◆ **TASK PROMPT**
Your task is to retype, exactly and with nothing else, every line from the one containing "tower in this photo." to the end of the listing.

◆ **DATASET ENTRIES**
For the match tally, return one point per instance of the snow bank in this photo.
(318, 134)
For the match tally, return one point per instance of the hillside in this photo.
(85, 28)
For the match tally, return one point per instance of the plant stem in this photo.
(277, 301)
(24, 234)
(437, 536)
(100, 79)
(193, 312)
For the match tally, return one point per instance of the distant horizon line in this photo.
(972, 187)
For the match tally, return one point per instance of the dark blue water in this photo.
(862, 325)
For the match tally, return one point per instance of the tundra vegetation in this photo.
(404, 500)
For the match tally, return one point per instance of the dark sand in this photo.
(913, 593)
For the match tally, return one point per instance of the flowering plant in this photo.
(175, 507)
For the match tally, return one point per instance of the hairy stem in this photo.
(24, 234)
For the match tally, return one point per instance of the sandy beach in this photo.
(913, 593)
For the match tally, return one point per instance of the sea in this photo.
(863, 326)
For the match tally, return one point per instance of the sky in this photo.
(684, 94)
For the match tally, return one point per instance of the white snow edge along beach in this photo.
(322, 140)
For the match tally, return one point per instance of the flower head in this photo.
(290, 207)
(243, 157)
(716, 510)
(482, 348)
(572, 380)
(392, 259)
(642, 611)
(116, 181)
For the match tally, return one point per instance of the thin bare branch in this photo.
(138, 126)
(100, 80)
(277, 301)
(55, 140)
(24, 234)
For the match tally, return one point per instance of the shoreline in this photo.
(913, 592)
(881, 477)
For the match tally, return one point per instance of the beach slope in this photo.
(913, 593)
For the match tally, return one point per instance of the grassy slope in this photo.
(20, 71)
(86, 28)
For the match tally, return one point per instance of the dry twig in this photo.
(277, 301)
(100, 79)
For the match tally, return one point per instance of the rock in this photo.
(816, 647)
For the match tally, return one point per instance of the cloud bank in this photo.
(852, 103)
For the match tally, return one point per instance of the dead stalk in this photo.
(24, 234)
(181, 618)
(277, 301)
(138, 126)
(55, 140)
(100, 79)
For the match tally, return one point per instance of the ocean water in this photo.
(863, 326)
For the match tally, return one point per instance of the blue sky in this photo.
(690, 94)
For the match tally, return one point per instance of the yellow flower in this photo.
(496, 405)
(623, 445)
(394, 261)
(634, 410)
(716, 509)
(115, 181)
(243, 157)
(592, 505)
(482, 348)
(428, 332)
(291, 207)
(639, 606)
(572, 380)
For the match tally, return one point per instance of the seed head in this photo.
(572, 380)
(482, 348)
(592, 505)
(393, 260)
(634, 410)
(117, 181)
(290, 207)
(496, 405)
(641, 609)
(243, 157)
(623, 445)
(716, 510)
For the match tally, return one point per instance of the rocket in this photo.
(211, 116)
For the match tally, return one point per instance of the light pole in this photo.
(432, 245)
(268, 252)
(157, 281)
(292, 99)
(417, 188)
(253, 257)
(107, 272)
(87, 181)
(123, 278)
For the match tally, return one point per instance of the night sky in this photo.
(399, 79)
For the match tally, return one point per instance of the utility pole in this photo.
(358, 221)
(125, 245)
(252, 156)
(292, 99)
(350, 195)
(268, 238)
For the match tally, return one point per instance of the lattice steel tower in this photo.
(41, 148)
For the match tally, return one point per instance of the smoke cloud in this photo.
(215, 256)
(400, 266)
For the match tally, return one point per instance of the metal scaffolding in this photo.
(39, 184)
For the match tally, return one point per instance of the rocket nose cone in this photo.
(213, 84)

◆ **OUTPUT BELOW**
For the match tally, return one point per instance of the lattice steel tower in this photo.
(41, 148)
For the match tally, return one point per instance of the smoke cloud in this photo.
(215, 256)
(400, 266)
For the match tally, return one point per instance of the metal scaffolding in this photo.
(39, 184)
For the match tally, return one point per instance of the rocket nose cone in this photo.
(213, 84)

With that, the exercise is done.